◆ **AIM**:
Reproduce the data from the line containing "Verify that every instance of the stone column" up to and including the end of the data, with the requests included and the pictures omitted. Multiply every x and y coordinate in the answers by 1.05 and round to whole numbers, with halves rounded up.

-- Start DATASET EXTRACT --

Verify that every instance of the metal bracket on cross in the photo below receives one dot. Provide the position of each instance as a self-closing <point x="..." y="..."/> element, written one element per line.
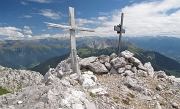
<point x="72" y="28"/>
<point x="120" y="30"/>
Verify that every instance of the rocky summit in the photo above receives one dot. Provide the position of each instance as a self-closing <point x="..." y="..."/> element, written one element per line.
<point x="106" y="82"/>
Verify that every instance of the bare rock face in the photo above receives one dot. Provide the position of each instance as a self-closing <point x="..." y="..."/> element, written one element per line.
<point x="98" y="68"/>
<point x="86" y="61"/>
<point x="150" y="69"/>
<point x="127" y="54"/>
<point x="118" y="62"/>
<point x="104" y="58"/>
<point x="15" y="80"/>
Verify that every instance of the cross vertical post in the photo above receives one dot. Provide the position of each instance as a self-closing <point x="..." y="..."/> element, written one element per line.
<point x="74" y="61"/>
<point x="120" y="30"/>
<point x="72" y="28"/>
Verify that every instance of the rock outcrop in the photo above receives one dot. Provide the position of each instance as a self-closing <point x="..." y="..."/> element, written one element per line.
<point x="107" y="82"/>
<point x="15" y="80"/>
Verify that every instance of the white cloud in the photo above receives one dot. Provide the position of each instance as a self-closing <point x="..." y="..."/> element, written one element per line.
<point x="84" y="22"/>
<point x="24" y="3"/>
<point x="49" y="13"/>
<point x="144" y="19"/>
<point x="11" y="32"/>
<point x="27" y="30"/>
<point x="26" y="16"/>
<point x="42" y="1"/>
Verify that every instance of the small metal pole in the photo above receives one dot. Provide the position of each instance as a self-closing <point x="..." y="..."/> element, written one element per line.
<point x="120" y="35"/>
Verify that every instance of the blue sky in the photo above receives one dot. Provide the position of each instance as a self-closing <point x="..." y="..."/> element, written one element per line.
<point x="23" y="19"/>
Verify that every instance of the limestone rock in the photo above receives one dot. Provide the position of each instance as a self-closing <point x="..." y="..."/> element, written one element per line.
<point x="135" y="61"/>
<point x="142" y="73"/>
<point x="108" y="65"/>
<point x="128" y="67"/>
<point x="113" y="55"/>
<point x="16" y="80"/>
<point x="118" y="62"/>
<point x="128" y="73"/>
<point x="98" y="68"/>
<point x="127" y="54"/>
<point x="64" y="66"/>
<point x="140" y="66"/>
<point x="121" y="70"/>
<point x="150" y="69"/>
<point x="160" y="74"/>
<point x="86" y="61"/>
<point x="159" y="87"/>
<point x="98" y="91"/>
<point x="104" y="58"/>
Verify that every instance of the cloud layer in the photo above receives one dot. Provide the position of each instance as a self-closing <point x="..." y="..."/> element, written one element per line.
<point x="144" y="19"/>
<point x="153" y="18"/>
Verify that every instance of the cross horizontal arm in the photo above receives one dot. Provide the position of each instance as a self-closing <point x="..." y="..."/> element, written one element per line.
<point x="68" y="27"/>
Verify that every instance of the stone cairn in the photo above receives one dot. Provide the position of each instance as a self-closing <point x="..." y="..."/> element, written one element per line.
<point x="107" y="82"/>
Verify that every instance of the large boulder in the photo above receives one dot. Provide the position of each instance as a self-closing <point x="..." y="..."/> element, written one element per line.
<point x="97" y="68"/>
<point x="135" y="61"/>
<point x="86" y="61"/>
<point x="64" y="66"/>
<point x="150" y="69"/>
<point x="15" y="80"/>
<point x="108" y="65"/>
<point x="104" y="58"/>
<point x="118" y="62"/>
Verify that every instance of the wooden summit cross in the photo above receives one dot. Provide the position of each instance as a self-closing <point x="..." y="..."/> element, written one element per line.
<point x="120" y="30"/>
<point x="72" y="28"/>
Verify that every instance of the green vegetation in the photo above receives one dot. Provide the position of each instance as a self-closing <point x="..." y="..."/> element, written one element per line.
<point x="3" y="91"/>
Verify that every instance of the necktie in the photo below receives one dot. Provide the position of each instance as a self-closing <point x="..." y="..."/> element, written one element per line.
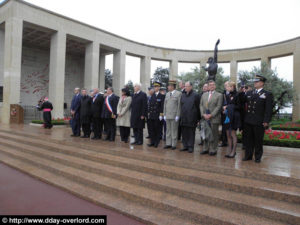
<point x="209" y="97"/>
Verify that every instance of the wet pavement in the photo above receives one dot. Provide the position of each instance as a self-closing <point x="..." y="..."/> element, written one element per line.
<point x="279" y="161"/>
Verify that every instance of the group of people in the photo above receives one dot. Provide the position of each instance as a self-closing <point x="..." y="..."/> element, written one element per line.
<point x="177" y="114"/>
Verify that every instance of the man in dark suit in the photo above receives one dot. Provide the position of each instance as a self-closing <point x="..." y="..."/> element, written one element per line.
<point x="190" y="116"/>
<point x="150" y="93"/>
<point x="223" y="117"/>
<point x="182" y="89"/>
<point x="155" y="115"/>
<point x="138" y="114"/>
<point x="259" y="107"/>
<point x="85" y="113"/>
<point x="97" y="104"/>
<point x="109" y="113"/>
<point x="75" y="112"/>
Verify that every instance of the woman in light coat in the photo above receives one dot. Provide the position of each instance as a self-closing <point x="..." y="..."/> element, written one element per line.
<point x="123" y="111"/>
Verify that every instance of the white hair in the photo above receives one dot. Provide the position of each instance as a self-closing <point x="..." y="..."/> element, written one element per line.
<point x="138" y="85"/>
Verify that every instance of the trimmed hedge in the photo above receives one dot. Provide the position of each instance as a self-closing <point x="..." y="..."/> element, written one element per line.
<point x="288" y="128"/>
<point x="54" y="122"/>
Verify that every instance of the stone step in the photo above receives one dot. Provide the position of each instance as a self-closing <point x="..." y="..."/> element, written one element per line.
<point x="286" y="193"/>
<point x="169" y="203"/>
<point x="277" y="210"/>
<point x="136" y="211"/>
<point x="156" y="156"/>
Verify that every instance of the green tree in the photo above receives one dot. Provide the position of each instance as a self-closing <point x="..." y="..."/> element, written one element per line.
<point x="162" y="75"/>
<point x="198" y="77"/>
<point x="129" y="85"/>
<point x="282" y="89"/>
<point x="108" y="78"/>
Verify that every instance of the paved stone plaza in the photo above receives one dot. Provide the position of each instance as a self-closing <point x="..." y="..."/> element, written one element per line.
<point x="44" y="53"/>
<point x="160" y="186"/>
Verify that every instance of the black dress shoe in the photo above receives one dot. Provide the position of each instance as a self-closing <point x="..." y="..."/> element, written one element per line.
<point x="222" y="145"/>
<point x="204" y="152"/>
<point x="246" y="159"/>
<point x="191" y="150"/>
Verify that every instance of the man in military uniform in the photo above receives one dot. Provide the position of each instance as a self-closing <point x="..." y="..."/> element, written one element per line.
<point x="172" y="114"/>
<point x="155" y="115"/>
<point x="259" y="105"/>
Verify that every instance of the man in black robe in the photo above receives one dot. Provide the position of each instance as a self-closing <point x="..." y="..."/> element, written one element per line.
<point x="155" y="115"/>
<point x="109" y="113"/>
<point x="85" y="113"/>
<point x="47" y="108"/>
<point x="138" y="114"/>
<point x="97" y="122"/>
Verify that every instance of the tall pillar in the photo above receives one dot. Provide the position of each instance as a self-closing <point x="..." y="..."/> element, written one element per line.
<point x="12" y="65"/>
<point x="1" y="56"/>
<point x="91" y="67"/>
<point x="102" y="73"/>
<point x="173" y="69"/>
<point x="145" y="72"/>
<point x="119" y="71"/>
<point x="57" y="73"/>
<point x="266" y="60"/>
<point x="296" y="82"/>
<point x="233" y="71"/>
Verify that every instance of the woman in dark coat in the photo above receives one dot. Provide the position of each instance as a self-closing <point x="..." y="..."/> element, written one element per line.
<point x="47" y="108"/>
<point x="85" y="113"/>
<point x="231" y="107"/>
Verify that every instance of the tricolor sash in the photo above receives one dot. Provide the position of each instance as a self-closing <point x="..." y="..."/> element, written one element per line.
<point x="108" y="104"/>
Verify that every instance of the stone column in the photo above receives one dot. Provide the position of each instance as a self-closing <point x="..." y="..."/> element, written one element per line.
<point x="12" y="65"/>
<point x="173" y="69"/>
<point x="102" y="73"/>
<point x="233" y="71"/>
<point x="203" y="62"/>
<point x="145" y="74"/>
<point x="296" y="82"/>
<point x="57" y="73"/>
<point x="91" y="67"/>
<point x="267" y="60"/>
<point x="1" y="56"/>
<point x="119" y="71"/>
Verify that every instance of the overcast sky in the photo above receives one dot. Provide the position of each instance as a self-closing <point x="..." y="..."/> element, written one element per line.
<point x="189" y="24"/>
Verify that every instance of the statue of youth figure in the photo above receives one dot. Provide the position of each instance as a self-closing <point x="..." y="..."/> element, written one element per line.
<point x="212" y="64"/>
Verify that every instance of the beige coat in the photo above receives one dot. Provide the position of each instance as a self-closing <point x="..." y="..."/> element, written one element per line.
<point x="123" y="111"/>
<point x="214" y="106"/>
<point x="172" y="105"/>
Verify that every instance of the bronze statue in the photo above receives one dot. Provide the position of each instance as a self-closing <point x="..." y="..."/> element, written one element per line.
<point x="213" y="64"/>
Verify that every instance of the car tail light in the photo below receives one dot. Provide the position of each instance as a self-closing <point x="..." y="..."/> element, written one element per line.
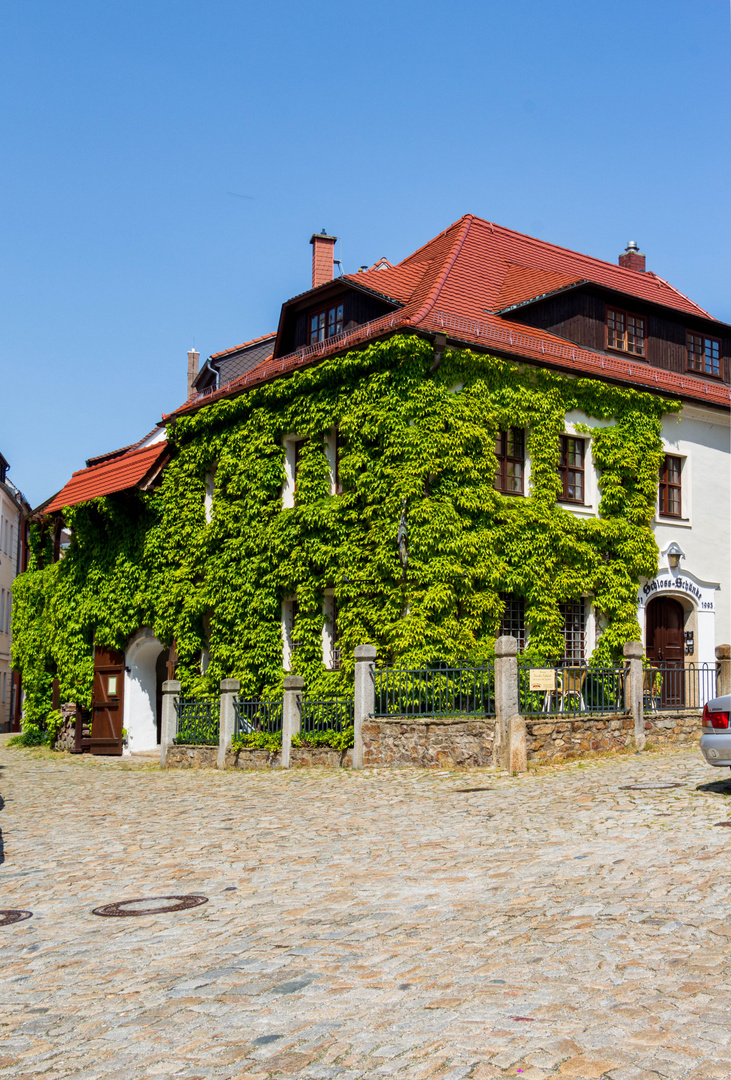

-- End DATASET EXTRACT --

◆ **EXPECTED ANSWER**:
Verify that every instance of the stone column in the photo above receives one dot. Provide the position of each instance as a self-closing <point x="..." y="..."/> element, written one element per line.
<point x="13" y="68"/>
<point x="182" y="72"/>
<point x="107" y="77"/>
<point x="245" y="75"/>
<point x="213" y="65"/>
<point x="152" y="78"/>
<point x="311" y="86"/>
<point x="60" y="77"/>
<point x="96" y="70"/>
<point x="280" y="63"/>
<point x="1" y="59"/>
<point x="125" y="75"/>
Verify that every instance of the overcast sky in the photo above receives one dot. Provide the position of each instance as a self-closing <point x="..." y="..."/> element, written one element per line.
<point x="198" y="25"/>
Verify that every instance of the statue of youth figure in the photo above receives one dot. Provide the position of each instance as a self-closing <point x="..." y="..."/> element, written one element per line.
<point x="223" y="67"/>
Verify that every instance of the beige coat in the photo above receives one dot. Provide the position of each instance as a self-closing <point x="..." y="..."/> element, written one element per line.
<point x="129" y="117"/>
<point x="225" y="111"/>
<point x="181" y="110"/>
Verify that every instance of the bronze statue in the photo above receives one dot. Provide the position of each instance as a self-closing <point x="..." y="..."/> element, written one element per line.
<point x="224" y="67"/>
Verify that every instance of the car tail light in the photo below receives one dot. Provide the position of each instance as a self-closing <point x="..." y="..."/> element, written one element per line.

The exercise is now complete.